------ Records to process ------

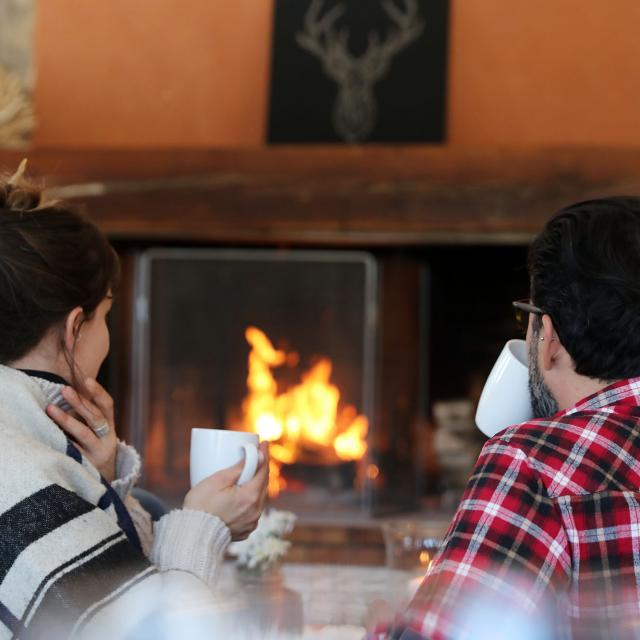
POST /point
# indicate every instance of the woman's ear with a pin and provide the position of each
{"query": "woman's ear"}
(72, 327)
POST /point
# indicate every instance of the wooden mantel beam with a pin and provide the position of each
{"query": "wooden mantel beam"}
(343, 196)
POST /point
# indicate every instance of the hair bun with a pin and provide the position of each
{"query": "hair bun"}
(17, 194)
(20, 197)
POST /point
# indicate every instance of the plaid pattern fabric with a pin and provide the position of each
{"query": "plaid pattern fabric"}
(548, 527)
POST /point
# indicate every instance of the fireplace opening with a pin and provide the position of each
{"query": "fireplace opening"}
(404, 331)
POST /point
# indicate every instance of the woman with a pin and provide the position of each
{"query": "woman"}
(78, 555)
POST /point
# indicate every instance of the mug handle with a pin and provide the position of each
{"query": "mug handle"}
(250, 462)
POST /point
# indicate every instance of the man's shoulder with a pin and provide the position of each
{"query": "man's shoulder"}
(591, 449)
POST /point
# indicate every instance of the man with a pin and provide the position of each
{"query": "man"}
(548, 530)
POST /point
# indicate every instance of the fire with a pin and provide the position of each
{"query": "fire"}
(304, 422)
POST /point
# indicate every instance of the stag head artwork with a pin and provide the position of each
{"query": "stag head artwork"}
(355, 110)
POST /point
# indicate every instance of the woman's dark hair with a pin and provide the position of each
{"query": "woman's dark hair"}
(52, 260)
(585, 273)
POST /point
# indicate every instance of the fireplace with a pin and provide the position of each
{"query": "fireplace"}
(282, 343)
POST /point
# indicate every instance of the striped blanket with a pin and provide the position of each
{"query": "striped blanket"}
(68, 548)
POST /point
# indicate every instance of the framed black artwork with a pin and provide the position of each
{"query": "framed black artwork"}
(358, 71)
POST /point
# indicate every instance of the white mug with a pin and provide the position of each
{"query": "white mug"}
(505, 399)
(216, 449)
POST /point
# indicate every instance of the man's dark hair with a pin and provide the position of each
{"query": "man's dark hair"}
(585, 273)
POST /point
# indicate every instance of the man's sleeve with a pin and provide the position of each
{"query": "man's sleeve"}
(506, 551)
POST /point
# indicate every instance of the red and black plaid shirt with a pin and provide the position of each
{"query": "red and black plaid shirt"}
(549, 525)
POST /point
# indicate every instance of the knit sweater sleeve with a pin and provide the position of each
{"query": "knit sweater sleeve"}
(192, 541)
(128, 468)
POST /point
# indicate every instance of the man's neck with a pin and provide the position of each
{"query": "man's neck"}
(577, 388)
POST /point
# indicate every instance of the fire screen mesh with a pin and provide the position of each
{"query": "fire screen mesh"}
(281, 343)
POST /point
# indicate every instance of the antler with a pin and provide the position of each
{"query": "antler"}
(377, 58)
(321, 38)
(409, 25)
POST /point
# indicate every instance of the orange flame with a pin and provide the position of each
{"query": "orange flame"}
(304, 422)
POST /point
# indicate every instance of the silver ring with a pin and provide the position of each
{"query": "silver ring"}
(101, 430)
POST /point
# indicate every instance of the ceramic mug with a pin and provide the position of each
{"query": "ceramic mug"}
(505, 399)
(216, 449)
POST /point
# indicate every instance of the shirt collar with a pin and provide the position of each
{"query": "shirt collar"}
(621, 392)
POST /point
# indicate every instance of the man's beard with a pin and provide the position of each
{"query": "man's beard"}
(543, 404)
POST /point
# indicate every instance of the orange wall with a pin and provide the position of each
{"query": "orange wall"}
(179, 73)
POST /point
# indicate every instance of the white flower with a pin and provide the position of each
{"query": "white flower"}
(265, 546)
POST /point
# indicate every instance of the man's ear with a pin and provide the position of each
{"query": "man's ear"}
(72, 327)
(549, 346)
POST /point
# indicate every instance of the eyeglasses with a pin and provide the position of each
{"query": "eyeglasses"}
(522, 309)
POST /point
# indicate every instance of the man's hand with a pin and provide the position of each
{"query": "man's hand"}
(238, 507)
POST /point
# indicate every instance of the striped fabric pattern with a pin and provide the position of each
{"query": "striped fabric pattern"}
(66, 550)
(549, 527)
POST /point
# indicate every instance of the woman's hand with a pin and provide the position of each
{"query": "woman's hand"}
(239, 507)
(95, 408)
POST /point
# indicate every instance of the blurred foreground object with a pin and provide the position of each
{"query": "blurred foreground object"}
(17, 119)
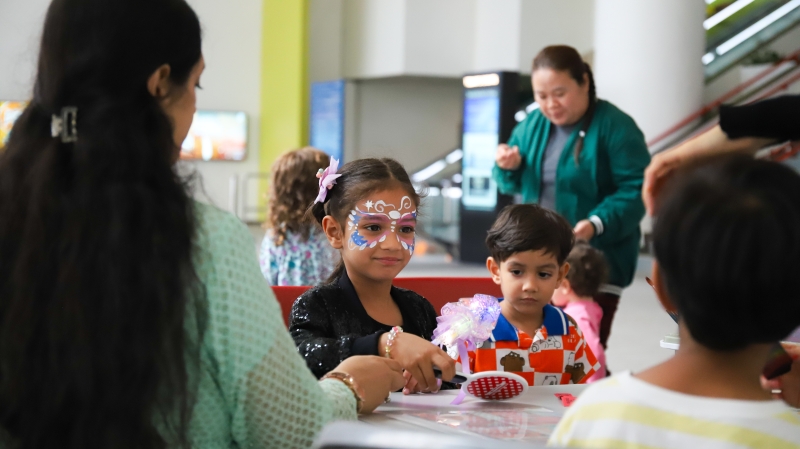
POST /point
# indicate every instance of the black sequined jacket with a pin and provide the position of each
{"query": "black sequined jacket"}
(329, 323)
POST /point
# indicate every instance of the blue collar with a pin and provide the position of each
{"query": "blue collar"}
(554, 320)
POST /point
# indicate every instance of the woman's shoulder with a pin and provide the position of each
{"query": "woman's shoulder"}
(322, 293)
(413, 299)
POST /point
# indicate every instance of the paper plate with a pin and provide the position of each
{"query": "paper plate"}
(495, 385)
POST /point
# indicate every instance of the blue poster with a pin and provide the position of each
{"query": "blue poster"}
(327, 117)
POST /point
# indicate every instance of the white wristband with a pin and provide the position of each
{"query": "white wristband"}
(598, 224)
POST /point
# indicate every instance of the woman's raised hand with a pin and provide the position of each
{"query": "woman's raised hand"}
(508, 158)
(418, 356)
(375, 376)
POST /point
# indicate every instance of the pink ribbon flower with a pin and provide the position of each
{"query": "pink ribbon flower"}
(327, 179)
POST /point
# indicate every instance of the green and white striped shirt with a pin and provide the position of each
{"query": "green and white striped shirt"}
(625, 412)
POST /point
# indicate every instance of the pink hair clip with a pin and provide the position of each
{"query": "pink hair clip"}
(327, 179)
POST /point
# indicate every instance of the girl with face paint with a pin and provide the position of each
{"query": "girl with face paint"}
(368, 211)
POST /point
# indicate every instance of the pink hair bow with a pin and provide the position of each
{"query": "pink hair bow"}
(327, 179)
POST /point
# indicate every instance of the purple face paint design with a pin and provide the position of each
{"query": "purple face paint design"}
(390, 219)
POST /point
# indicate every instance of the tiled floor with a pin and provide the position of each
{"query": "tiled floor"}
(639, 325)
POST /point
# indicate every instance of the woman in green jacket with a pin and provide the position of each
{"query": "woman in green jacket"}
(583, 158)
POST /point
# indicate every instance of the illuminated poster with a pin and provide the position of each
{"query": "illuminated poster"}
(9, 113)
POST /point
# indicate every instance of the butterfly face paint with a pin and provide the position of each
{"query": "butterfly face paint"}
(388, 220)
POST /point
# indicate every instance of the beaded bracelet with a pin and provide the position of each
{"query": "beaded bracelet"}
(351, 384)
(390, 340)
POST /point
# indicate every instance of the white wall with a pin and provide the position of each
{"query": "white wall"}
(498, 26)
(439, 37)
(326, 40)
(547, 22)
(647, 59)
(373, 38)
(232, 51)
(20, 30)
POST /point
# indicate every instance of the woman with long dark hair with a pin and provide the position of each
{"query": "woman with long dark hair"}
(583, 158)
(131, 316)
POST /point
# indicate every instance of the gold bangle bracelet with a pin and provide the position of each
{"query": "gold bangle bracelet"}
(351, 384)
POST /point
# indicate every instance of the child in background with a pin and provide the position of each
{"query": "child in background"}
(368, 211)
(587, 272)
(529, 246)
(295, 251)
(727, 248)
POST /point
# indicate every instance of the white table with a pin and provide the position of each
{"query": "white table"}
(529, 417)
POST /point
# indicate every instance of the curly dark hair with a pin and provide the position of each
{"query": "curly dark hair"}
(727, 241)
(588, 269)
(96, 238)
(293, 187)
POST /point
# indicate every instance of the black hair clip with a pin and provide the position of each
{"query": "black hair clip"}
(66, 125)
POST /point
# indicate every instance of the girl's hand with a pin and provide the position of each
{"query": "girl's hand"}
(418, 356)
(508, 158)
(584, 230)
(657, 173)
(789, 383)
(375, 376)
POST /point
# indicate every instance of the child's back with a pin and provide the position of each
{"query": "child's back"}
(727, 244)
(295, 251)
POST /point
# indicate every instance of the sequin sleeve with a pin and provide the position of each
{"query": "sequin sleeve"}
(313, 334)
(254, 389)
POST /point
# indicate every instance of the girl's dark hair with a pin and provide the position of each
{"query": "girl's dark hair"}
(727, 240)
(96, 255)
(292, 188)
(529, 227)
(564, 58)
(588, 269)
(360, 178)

------
------ Records to process ------

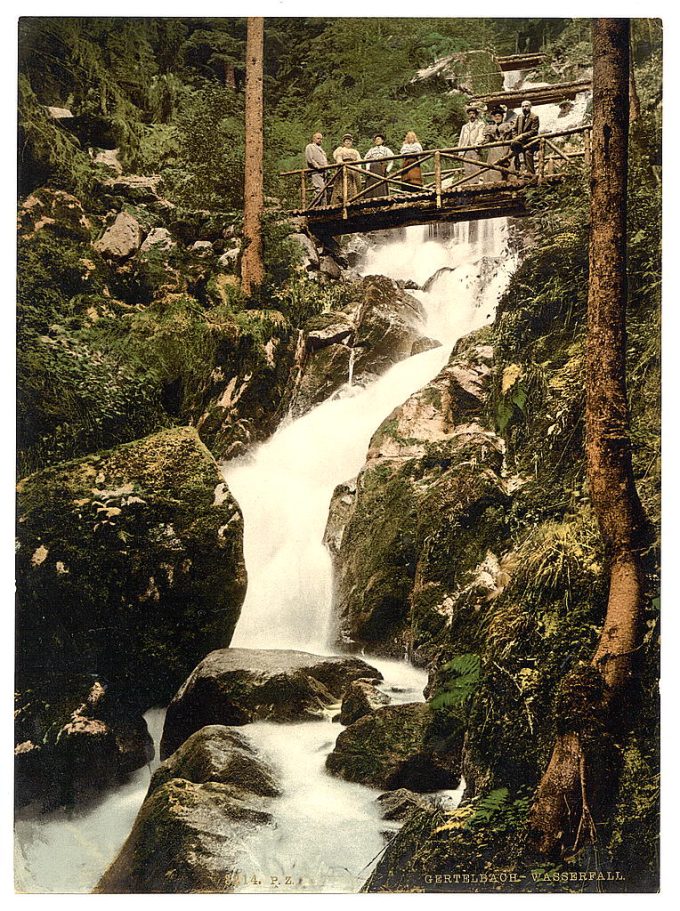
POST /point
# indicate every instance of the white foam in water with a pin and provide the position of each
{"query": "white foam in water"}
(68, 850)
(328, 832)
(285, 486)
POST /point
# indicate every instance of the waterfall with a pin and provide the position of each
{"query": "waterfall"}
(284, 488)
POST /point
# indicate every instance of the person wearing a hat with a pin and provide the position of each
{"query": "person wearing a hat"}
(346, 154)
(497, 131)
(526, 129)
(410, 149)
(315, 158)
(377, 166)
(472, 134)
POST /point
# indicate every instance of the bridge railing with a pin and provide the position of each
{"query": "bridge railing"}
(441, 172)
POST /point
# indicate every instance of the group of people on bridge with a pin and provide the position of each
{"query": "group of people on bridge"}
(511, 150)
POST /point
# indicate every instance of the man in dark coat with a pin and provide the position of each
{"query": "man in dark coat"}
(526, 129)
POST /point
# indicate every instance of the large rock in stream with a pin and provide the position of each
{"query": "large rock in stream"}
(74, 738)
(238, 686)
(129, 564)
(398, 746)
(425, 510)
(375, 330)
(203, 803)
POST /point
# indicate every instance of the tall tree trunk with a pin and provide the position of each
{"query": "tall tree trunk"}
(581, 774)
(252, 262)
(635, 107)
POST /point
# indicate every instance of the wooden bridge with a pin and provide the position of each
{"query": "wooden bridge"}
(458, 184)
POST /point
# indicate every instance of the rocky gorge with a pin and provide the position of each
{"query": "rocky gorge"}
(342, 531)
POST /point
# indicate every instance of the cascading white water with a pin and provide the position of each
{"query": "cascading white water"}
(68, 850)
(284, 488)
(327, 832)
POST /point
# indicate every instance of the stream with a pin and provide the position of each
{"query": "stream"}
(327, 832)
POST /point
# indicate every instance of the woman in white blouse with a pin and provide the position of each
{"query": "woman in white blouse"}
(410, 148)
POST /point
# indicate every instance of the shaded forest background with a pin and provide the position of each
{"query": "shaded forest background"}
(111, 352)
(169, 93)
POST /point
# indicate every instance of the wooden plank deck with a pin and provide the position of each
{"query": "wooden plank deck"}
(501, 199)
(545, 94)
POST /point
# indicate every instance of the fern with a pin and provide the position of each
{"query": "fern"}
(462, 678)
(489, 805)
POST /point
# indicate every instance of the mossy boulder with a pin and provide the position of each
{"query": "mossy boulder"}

------

→ Task details: Please count the lines in the items above that contain the string "head". Reply with the number alone.

→ Solved problem: 2